> **Supplied information**
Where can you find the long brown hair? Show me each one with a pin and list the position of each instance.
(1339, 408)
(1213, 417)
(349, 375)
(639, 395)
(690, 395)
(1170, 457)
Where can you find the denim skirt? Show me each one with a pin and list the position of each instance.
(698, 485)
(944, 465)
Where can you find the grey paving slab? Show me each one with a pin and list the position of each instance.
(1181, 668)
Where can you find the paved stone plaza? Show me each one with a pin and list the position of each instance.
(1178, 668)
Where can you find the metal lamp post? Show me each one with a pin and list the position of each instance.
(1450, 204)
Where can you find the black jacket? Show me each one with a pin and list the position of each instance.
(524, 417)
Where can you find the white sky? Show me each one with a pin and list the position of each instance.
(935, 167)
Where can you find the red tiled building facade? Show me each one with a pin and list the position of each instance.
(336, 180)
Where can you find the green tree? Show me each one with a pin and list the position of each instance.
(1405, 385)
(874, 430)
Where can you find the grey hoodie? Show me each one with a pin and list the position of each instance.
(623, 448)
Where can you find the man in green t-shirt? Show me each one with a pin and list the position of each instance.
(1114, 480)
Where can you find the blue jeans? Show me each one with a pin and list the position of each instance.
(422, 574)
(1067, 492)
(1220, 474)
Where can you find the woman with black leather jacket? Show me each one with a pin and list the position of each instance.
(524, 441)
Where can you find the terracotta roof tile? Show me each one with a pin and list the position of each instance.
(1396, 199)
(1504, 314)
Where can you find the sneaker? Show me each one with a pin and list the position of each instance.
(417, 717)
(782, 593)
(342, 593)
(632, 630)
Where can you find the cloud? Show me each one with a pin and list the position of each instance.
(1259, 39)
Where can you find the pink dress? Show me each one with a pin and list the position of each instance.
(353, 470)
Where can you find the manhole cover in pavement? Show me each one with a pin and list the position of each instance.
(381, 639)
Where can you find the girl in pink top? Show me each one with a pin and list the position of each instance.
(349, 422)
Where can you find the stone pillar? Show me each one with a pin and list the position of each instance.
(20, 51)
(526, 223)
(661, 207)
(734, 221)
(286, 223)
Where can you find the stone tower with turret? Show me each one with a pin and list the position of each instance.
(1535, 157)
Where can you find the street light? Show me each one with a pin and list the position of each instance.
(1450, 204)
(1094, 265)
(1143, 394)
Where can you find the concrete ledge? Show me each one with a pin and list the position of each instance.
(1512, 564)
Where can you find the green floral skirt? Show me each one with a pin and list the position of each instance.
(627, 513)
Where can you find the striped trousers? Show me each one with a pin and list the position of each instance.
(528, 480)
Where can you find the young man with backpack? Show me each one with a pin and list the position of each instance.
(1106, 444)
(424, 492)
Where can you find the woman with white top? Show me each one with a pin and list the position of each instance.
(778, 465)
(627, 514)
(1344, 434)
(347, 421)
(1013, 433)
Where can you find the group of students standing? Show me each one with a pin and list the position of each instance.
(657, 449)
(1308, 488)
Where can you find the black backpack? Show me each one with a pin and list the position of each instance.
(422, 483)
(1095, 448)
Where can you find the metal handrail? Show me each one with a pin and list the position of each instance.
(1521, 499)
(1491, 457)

> **The task**
The line containing "Where can you find the stone pillar?" and every line after it, through the end of the records, should be repeated exactly and alone.

> **Worked solution**
Where can you find the stone pillar? Show me each one with a pin and list the position of each instance.
(20, 51)
(526, 223)
(661, 207)
(734, 221)
(286, 223)
Where can you find the stone tower with turret? Show me each one with a pin and list the position of each instance.
(1535, 157)
Where can you find the street light? Show me each one with a pin and list the position of each instance.
(1450, 204)
(1094, 265)
(1143, 394)
Where can you find the concrete ledge? Show me each one with a pin and list the position of each instance.
(1512, 564)
Where can you find the green floral skirt? Show me each one with a pin and list the position of each instance.
(627, 513)
Where can you find the striped trousers? Show me each one with a pin and list the position of each instance.
(528, 480)
Where can you find the young man with backpack? Show me each one with a pin and list the position of each instance.
(1106, 444)
(424, 492)
Where can you find the woman with white top? Show me each one with a pin and list the position of each instance.
(778, 465)
(627, 514)
(1344, 434)
(347, 421)
(1013, 433)
Where can you find the group of students standing? Show me each one with a pin and list the position of each instance.
(657, 449)
(1308, 488)
Where can you find the black backpack? Show me each one with a pin and list the position of each instance.
(422, 483)
(1095, 448)
Where can you find the metal handrail? Show me each one with a pin and list the position of each instance.
(1521, 499)
(1491, 457)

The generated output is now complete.